> [Given data]:

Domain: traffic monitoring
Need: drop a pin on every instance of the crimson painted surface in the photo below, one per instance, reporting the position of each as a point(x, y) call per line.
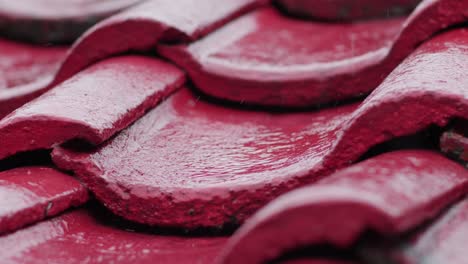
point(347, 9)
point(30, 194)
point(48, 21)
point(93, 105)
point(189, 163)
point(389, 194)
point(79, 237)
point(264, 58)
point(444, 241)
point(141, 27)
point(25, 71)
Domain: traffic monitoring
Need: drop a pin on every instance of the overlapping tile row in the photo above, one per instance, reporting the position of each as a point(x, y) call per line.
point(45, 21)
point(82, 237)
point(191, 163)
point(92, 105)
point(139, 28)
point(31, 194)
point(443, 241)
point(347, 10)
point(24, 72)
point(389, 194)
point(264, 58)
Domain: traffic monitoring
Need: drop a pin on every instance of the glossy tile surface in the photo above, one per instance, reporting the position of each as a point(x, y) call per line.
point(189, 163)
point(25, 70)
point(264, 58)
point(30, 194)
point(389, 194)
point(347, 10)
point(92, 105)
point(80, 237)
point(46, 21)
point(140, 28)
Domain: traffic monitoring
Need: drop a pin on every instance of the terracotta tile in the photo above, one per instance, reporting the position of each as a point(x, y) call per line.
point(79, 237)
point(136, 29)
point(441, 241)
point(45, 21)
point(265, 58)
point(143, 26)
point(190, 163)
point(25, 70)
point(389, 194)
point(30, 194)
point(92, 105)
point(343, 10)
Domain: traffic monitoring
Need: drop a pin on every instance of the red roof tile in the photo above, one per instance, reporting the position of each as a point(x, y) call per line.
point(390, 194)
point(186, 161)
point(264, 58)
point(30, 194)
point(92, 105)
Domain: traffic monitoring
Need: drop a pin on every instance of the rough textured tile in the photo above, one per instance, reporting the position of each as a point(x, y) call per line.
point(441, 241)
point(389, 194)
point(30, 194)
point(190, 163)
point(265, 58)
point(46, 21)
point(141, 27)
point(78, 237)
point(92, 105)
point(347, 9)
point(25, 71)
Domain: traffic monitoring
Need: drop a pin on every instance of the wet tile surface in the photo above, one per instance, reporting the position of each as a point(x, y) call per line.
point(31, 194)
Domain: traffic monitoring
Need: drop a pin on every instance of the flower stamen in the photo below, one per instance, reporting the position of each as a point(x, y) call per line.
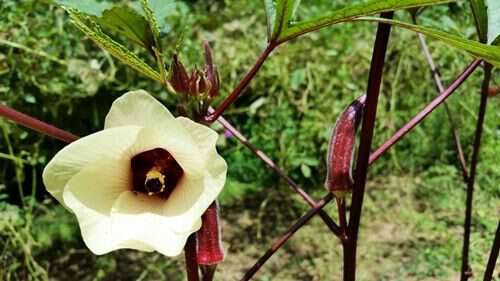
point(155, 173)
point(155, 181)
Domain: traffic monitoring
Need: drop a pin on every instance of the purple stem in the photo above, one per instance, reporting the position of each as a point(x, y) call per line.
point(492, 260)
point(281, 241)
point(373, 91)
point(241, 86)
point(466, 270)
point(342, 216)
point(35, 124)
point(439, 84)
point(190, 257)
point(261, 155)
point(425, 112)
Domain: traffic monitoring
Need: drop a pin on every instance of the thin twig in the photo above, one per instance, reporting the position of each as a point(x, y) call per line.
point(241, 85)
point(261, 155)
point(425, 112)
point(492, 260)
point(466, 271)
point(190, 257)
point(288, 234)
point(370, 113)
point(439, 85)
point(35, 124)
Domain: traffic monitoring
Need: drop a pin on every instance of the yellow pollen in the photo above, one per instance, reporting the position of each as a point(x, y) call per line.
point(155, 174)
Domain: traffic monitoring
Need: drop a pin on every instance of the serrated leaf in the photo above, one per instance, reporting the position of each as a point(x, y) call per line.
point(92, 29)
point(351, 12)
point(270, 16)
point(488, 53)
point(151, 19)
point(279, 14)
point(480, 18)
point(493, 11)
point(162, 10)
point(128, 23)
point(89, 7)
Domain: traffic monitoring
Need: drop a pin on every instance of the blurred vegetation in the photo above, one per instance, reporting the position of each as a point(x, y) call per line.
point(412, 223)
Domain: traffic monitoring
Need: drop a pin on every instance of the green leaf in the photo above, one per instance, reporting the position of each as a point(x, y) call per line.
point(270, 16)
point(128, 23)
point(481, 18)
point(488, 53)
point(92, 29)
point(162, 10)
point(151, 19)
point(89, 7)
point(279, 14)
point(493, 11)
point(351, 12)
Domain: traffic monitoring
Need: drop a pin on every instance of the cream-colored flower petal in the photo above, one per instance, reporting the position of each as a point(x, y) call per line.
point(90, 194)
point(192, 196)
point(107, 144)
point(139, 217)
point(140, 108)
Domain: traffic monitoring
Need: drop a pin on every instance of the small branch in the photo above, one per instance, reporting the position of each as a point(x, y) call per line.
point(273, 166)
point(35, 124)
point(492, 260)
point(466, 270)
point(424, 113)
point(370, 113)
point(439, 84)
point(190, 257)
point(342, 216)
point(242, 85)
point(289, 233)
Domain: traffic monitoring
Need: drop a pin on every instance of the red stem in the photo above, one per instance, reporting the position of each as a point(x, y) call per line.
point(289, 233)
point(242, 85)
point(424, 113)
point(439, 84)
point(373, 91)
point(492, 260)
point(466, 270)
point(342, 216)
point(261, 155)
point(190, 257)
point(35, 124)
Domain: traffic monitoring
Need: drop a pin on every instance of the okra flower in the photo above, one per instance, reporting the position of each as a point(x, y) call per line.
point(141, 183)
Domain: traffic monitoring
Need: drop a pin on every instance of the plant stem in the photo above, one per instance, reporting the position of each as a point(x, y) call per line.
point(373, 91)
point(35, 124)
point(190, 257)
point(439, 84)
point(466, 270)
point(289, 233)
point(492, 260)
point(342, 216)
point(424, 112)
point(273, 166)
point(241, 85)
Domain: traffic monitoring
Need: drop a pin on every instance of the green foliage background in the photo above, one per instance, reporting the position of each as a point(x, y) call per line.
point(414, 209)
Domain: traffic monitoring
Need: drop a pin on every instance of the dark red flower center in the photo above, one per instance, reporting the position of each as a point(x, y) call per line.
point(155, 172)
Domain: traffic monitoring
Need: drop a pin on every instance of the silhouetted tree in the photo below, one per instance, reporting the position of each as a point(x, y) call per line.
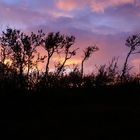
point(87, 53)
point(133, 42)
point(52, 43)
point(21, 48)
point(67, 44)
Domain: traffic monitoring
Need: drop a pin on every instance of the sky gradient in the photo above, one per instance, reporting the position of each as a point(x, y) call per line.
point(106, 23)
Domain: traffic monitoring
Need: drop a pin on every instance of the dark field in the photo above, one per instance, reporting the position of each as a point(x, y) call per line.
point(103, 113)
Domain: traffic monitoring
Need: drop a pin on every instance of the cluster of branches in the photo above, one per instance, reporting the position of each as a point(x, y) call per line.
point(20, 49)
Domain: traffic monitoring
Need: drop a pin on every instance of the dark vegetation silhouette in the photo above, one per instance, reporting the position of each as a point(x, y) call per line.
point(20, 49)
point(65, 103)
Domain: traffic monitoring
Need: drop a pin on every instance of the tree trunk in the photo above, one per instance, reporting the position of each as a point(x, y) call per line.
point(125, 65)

> [Requirement]:
Every line above is to be written out unchanged, with the pictures omitted.

> [Response box]:
Domain: traffic monitoring
Need: drop a pin on every instance of the crimson painted surface in the photo below, one per instance, reporting the position of each as a point(x, y) call per line.
point(347, 9)
point(30, 194)
point(48, 21)
point(93, 105)
point(189, 163)
point(389, 194)
point(79, 237)
point(264, 58)
point(444, 241)
point(141, 27)
point(25, 71)
Domain: traffic monitoring
Need: drop a pin on every instance of the overlapping tile row in the photo above, one per instance, reporting the position of each as a point(x, y) call per line.
point(45, 21)
point(82, 237)
point(191, 163)
point(92, 105)
point(139, 28)
point(31, 194)
point(443, 241)
point(347, 10)
point(24, 72)
point(389, 194)
point(264, 58)
Domain: traffic monitoring
Need: drop a pin on every instance of the glossy tile surface in the photo above, one per instance, reporting the position of each as a point(x, y) call per line.
point(189, 163)
point(25, 70)
point(264, 58)
point(30, 194)
point(389, 194)
point(347, 10)
point(92, 105)
point(80, 237)
point(46, 21)
point(140, 28)
Domain: traffic monitoring
Need: drop a pin on every instance of the terracotta tile in the photo above, one per instance, reporting the position of each as a point(x, y) call per line.
point(79, 237)
point(136, 29)
point(441, 241)
point(45, 21)
point(265, 58)
point(143, 26)
point(190, 163)
point(25, 70)
point(389, 194)
point(30, 194)
point(92, 105)
point(343, 10)
Domain: traffic monitoring
Need: drop a pin on every instance of the red roof tile in the photo above, one per instance, reporting the position of each as a point(x, y) call per line.
point(390, 194)
point(186, 161)
point(264, 58)
point(30, 194)
point(92, 105)
Domain: traffic monitoring
Need: drop a pin on every instance of the rough textured tile in the photo above, one per instance, reporting the position of each as a point(x, y) call per line.
point(441, 241)
point(389, 194)
point(30, 194)
point(190, 163)
point(265, 58)
point(46, 21)
point(141, 27)
point(78, 237)
point(92, 105)
point(347, 9)
point(25, 71)
Domain: traffic monitoring
Need: drop a pin on every instance of the wet tile surface in the photo above, one per instance, reporting the position of each as a point(x, y) call per line.
point(31, 194)
Domain: traffic monitoring
Need: drop a pin on every instance of the flower stamen in the photo below, one per instance, reporting the position of each as a point(x, y) call per line.
point(155, 173)
point(155, 181)
Domain: traffic monitoring
Need: drop a pin on every instance of the purple stem in the photo above, one per instance, reporting the position of each as a point(x, y) call per line.
point(492, 260)
point(281, 241)
point(373, 91)
point(241, 86)
point(466, 270)
point(342, 216)
point(35, 124)
point(439, 84)
point(190, 257)
point(261, 155)
point(425, 112)
Domain: traffic monitoring
Need: drop a pin on every instance of the thin twig in the photo above, one per instance, reporting the position of each as a point(x, y) call per line.
point(241, 85)
point(261, 155)
point(425, 112)
point(492, 260)
point(466, 271)
point(190, 257)
point(288, 234)
point(370, 113)
point(439, 85)
point(35, 124)
Domain: traffic monitoring
Need: drop a pin on every instance of the yellow pollen in the photo above, one per instance, reporting the position of each as a point(x, y) call per line.
point(155, 174)
Domain: traffic monitoring
Need: drop a pin on every instance of the serrated leaf in the photo above, one per instance, reporting the position of each as a point(x, y) call per line.
point(92, 29)
point(351, 12)
point(270, 16)
point(488, 53)
point(151, 19)
point(279, 14)
point(480, 18)
point(493, 11)
point(162, 10)
point(128, 23)
point(89, 7)
Domain: traffic monitoring
Need: drop a pin on every instance of the blurred vegetation in the photo above, one per instance, reporting the position of each as a point(x, y) call per line.
point(412, 223)
Domain: traffic monitoring
Need: drop a pin on every instance of the green leaf in the photo above, one per instance, reporting the position of each as a point(x, y) call per line.
point(270, 16)
point(128, 23)
point(481, 18)
point(488, 53)
point(92, 29)
point(162, 10)
point(151, 19)
point(89, 7)
point(279, 14)
point(493, 11)
point(351, 12)
Domain: traffic monitoring
Need: drop a pin on every instance of the cream-colored flower petal in the photo above, one per instance, reporting the position of each as a point(x, y) call per line.
point(90, 194)
point(192, 196)
point(107, 144)
point(139, 217)
point(140, 108)
Domain: traffic monitoring
Need: drop a pin on every instance of the small branch in the photo above, one per instance, reporting the position of each as a point(x, y) call per line.
point(273, 166)
point(35, 124)
point(492, 260)
point(466, 270)
point(424, 113)
point(370, 113)
point(439, 84)
point(190, 257)
point(342, 216)
point(242, 85)
point(289, 233)
Domain: traffic monitoring
Need: drop a pin on every instance of the red stem in the photo above, one per instance, reporting the position of each as a point(x, y) call per line.
point(289, 233)
point(242, 85)
point(424, 113)
point(439, 84)
point(373, 91)
point(492, 260)
point(466, 270)
point(342, 216)
point(261, 155)
point(190, 257)
point(35, 124)
Domain: traffic monitoring
Need: drop a pin on every instance of the okra flower in the photo above, one per instance, reporting the position of each as a point(x, y) call per line.
point(141, 183)
Domain: traffic monitoring
Need: drop a pin on every instance of the plant stem in the photo above, one per instance, reporting the position of each as a point(x, y) call per line.
point(373, 91)
point(35, 124)
point(190, 257)
point(439, 84)
point(466, 270)
point(289, 233)
point(492, 260)
point(342, 216)
point(424, 112)
point(273, 166)
point(241, 85)
Domain: traffic monitoring
Need: drop a pin on every instance of the green foliage background in the photo above, one per instance, reporting the position of each as a point(x, y) call per line.
point(414, 209)
Domain: traffic monitoring
Need: drop a pin on every instance of the dark red flower center in the photo above, one per instance, reporting the position of each as a point(x, y) call per line.
point(155, 172)
Domain: traffic monitoring
Need: drop a pin on every instance of the silhouetted tree in the photo below, one per instance, reporting the position of each as a point(x, y) call per line.
point(87, 53)
point(133, 42)
point(52, 43)
point(21, 48)
point(67, 44)
Domain: traffic monitoring
Need: drop a pin on every instance of the sky gradient in the photo above, one per instance, reporting the position of each as a point(x, y) call per line.
point(106, 23)
Domain: traffic monitoring
Need: drop a pin on every instance of the dark field in the photo above, one per instance, reporting the position of each as a point(x, y) call per line.
point(103, 113)
Domain: traffic monitoring
Need: drop a pin on every instance of the cluster of branches in the photo above, one per instance, reporting the position of each as a point(x, y) call per line.
point(20, 49)
Domain: traffic monitoring
Need: drop a pin on every instance of the dark vegetation silhouette in the photo above, one per instance, reporting the position of each as a point(x, y) call per line.
point(20, 49)
point(65, 103)
Domain: traffic monitoring
Need: drop a pin on every instance of the tree trunk in the photo above, one per instance, reporting the position of each as a point(x, y) call per line.
point(125, 65)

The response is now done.